§ Excerpted text:
====
The attending decides to admit, but Duke has no psych unit. They tell me it will be days before a bed can be found in the state. I expected this. I push the now sleeping Elizabeth over on her gurney and crawl on with her. Later I feel our sitter cover both of us with a blanket and slide a pillow under my head.

In the morning, I give thanks for the hospital wireless while Elizabeth watches TV. The TV gets stuck on the golf channel. Finally they call the TV remote technician (who knew there was such a position?) and she comes and switches us to Disney. Later, miraculously, we're told that a bed has been found, in Central Regional Hospital, a 452 bed hospital for those with mental illness. It's a state facility. They have 32 child and adolescent beds and Elizabeth gets one of them. She is stoic as we wait for the sheriff's deputy to come and take her to Butner. The deputy is terse and won't look at me. I follow in my car. We've only been in the ER for 24 hours, which must be a record.

When we arrive, I ask to see Elizabeth, but I'm told that they are doing intake and I can't see her yet. I sit in the lobby and cry. It's the change of shift and people walk by me, people who are nurses and social workers and doctors, and they pretend not to see me. It's time to go home. I wish I had a friend who would call and say "I'm on my way!" but no one does and I can think of no one to call. I ask again to see her. Not yet. After three hours, I ask the receptionist to call. She does and is told that I can't see Elizabeth, that they aren't convinced I'm her legal guardian.

I'm tired and hungry and scared and lonely. That's my excuse. I can't believe what I'm hearing and I proceed to pitch a fit. The receptionist tries to calm me as I yell in the phone, saying things like you have no legal right, and I want to talk to a supervisor, and this feels like One Flew Over the Cuckoo's Nest to people too young to even know what I'm referring to. Finally they ask Elizabeth why she is in foster care and she tells them that she had broken my head. No, I had never abused her. I realize that the horrible treatment I'd received all day—the police, the resident, the deputy, here—all was because they thought I was an abusive mother who had no right to see the child she'd hurt. All these people who are part of the mental health system don't know the difference in a level II home and a DSS foster home. They think she has been taken away from me because I was a bad parent. They still aren't convinced.

But they do let me see her for a few minutes. She touches my name tag with her finger. F-0 she traces. That's her unit name. The 0 looks like a teardrop she says. That's because we're sad, I say. But the F stands for fine, and that's what we'll both be. She nods. I'll be back tomorrow, I say. She nods again.
====
§ Your task: According to the hospital account, how many child and adolescent beds does Central Regional Hospital have?

[Entries drawn from a collection]
====
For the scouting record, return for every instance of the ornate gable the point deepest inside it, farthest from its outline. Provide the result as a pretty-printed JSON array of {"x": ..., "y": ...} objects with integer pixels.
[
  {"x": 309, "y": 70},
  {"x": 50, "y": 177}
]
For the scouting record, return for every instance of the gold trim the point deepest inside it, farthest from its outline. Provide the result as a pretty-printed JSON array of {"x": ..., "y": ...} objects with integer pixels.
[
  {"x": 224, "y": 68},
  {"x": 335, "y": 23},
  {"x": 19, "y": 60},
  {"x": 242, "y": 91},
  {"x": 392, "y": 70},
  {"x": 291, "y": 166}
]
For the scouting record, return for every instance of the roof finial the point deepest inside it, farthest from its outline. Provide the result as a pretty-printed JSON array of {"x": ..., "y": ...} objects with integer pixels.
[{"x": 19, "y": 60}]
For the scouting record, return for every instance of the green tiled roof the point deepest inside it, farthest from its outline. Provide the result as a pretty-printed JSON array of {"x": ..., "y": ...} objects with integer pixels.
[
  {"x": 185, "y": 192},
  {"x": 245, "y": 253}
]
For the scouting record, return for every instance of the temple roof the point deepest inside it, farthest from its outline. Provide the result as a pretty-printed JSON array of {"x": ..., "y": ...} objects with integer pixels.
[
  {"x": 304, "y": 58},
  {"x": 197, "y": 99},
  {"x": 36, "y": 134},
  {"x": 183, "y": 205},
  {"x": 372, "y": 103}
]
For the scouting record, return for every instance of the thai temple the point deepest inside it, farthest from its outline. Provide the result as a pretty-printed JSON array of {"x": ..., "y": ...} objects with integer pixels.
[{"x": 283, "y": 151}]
====
§ Answer box: 32 child and adolescent beds.